■ **Fragmento del documento**:
Si la participación laical
es esencial, doblemente lo es la participación de las mujeres. Hay que
jugársela por abrir más espacios a religiosas (pero claro , no para que repitan
el modelo de los primeros) y laicas. ¿No fue el siglo XX el siglo de la
emancipación femenina?. ¿No es algo de lo que tengamos todos que estar
orgullosos?. Este soplo poderoso del Espíritu Santo ni siquiera nos ha
despeinado en la Iglesia. Seguimos en las mismas, como si ellas fueran miembros
de segunda categoría. ¡Necios!. Necios todos los que no terminamos de ver que
son ellas las que sostienen nuestra Iglesia.
¿O alguien se creía que eran
los curas los que la sostenían?. ¡No!. Son ellas las que no permiten que
nuestras parroquias se vacíen de gente, las que como catequistas forman a
nuestros niños, las que en cualquier velorio -independiente si hay o no un
cura- se sientan al lado de la familia del difunto y llevan la voz cantante con
el Rosario. Tenemos demasiado pendiente en esta materia, demasiado… Es
imperativo confiar en ellas para que lideren la discusión en temas como la
educación de nuestros niños, las relaciones de pareja, la planificación
familiar, la vivencia de la sexualidad. En estos y en tantos otros temas ellas
nos dan cancha, tiro y lado. Integrarlas es acoger un signo macizo de nuestros
tiempos. Si no, terminaremos de sentenciar un machismo que sólo perdura en
algunos regímenes fundamentalistas islámicos.

■ **Conjunto de datos**:
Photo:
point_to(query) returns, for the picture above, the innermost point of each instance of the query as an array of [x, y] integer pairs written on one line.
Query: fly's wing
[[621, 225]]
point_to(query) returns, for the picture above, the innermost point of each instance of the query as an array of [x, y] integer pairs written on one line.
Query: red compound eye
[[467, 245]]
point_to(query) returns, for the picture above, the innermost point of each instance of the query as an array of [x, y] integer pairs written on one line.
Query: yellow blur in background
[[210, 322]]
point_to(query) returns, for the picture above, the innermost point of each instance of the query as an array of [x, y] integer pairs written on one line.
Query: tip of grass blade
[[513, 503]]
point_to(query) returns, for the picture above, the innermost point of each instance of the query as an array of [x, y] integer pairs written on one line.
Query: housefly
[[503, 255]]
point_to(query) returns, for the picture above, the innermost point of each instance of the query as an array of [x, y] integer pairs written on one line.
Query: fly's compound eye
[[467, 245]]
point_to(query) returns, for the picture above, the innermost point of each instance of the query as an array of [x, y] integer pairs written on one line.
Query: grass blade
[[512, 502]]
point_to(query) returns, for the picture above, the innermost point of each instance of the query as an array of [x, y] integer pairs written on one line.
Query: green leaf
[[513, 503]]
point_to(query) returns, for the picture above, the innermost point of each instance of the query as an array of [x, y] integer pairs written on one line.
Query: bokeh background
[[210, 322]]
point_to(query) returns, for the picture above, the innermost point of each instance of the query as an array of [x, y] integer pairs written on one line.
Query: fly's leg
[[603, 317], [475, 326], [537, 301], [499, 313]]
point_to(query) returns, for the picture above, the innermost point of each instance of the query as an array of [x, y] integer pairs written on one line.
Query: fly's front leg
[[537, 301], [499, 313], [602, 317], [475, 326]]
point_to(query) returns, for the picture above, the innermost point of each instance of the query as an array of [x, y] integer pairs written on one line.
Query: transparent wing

■ **Ejercicios**:
(A) Según el fragmento sobre las mujeres en la Iglesia, ¿con qué oración llevan ellas la voz cantante en los velorios?
(B) Pasa al inglés esta oración del fragmento sobre las mujeres en la Iglesia: «Seguimos en las mismas, como si ellas fueran miembros de segunda categoría.»
(C) Copia del fragmento sobre las mujeres en la Iglesia el pasaje que va entre «Si la participación» y «sostienen nuestra Iglesia.», ambos incluidos.

■ **Respuestas escritas**:
(A) Con el Rosario.

(B) We are still stuck in the same place, as if they were second-class members.

(C)
Si la participación laical
es esencial, doblemente lo es la participación de las mujeres. Hay que
jugársela por abrir más espacios a religiosas (pero claro , no para que repitan
el modelo de los primeros) y laicas. ¿No fue el siglo XX el siglo de la
emancipación femenina?. ¿No es algo de lo que tengamos todos que estar
orgullosos?. Este soplo poderoso del Espíritu Santo ni siquiera nos ha
despeinado en la Iglesia. Seguimos en las mismas, como si ellas fueran miembros
de segunda categoría. ¡Necios!. Necios todos los que no terminamos de ver que
son ellas las que sostienen nuestra Iglesia.